## SHORT EXERCISE
Give the records back in full, exactly as they read.

## DATA SUPPLIED
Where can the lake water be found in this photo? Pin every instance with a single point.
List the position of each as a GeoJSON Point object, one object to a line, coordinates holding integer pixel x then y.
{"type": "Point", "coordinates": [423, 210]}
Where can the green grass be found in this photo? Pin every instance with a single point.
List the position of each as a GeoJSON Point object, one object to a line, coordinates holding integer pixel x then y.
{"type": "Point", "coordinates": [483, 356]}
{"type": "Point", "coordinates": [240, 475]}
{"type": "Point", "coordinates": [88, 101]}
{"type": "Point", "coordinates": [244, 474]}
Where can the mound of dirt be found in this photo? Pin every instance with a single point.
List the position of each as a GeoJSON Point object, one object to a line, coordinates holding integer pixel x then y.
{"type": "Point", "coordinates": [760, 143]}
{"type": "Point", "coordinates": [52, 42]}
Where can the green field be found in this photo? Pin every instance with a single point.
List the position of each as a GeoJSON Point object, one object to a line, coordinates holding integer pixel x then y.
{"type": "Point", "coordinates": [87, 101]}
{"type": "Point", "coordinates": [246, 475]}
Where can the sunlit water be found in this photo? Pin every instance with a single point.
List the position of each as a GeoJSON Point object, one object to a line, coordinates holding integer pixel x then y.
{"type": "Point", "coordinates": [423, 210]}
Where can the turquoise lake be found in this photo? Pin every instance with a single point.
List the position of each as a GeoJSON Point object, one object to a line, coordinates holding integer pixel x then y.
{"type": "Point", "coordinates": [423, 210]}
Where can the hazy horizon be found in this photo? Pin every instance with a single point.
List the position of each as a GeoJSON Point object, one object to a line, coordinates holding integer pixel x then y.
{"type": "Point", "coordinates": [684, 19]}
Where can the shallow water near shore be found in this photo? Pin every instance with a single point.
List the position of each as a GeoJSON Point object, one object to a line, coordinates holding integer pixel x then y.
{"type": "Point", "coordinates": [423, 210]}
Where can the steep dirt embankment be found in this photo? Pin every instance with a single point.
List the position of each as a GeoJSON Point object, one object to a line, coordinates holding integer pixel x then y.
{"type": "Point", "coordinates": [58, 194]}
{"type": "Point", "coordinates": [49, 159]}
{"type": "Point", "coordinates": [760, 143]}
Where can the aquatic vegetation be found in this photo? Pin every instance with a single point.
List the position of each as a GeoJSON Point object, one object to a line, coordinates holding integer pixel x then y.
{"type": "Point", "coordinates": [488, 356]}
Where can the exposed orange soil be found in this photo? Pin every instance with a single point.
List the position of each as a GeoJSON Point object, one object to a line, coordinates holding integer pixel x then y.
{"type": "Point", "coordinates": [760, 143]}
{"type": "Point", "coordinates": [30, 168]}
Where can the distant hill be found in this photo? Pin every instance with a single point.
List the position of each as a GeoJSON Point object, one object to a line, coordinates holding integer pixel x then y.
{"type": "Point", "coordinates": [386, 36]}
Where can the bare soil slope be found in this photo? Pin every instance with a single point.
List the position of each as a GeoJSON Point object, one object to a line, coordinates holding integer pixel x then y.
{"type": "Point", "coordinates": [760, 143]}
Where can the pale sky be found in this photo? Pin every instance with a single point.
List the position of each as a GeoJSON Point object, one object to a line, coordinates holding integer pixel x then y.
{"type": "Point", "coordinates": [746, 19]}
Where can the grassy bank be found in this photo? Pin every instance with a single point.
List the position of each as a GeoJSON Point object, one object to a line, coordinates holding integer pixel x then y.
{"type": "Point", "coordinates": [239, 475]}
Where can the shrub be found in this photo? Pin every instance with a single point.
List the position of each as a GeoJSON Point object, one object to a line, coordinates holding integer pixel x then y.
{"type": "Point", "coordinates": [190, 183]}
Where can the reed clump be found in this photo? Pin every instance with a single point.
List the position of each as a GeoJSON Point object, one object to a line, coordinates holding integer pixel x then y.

## FULL SOLUTION
Where can the lake water be found in this photo? Pin every instance with a single point.
List the position of each as a GeoJSON Point object, one object to a line, coordinates holding integer pixel x then y.
{"type": "Point", "coordinates": [423, 210]}
Where can the green grass be found in this photo? Pin every instance with a single point.
List the position of each as a GeoJSON Point object, one object to a line, coordinates holding integer pixel x then y.
{"type": "Point", "coordinates": [483, 356]}
{"type": "Point", "coordinates": [240, 475]}
{"type": "Point", "coordinates": [88, 101]}
{"type": "Point", "coordinates": [244, 474]}
Where can the mound of dirt be found in this photo? Pin every instance with a single point.
List the position of each as a GeoJSON Point object, one object to a line, coordinates holding integer pixel x then y.
{"type": "Point", "coordinates": [760, 143]}
{"type": "Point", "coordinates": [52, 42]}
Where can the green field be found in this photo? Pin every instance with a single point.
List the position of each as a GeoJSON Point object, one object to a line, coordinates holding integer pixel x then y.
{"type": "Point", "coordinates": [87, 101]}
{"type": "Point", "coordinates": [246, 475]}
Where can the sunlit water be found in this photo? Pin every instance with a single point.
List the position of each as a GeoJSON Point object, one object to a line, coordinates holding integer pixel x then y.
{"type": "Point", "coordinates": [423, 210]}
Where can the turquoise lake be found in this photo? Pin every instance with a single point.
List the position of each as a GeoJSON Point object, one object to a line, coordinates holding integer pixel x then y.
{"type": "Point", "coordinates": [423, 210]}
Where can the hazy horizon be found in this photo? Pin every instance with a single point.
List the position of each as a GeoJSON Point object, one object to a line, coordinates holding integer pixel x then y.
{"type": "Point", "coordinates": [684, 19]}
Where can the shallow water near shore be found in this photo? Pin every instance with a single point.
List the position of each as a GeoJSON Point object, one object to a line, coordinates holding integer pixel x then y.
{"type": "Point", "coordinates": [423, 210]}
Where can the steep dirt embankment be found in this photo? Pin every instance with a single point.
List the position of each as a GeoJSON Point object, one object to a line, coordinates holding integer pixel x then y.
{"type": "Point", "coordinates": [58, 194]}
{"type": "Point", "coordinates": [49, 159]}
{"type": "Point", "coordinates": [760, 143]}
Where can the aquatic vegetation be found in this photo? Pin every instance with a single point.
List the position of each as a GeoJSON Point object, one object to a line, coordinates holding integer pixel x then y.
{"type": "Point", "coordinates": [488, 356]}
Where can the exposed orange soil be found in this photo? Pin every instance with a single point.
List the position of each as a GeoJSON Point object, one object to a line, coordinates holding integer pixel x then y.
{"type": "Point", "coordinates": [760, 143]}
{"type": "Point", "coordinates": [30, 168]}
Where can the distant hill be found in this photo? Pin every instance with a single point.
List the position of each as a GeoJSON Point object, one object to a line, coordinates holding integer pixel x then y.
{"type": "Point", "coordinates": [386, 36]}
Where can the bare soil slope be found in this photo? Pin every instance with a single point.
List the position of each as a GeoJSON Point object, one object to a line, coordinates holding integer pixel x then y.
{"type": "Point", "coordinates": [760, 143]}
Where can the pale sky be found in this photo? Pin every instance with a single point.
List the position of each as a GeoJSON Point object, one object to a line, coordinates holding integer pixel x then y.
{"type": "Point", "coordinates": [746, 19]}
Where can the grassy bank be found in this photo? Pin every instance with a single point.
List the position of each as a GeoJSON Point object, one object to a line, coordinates holding integer pixel x then y.
{"type": "Point", "coordinates": [239, 475]}
Where can the shrub be found in this photo? Pin every instance with a single point.
List the position of each as a GeoJSON Point object, one object to a line, coordinates holding integer pixel x then y.
{"type": "Point", "coordinates": [190, 183]}
Where can the reed clump be found in this photo? Pin every instance with a single point.
List the position of each as a GeoJSON Point object, one object to a line, coordinates holding integer pixel x then y.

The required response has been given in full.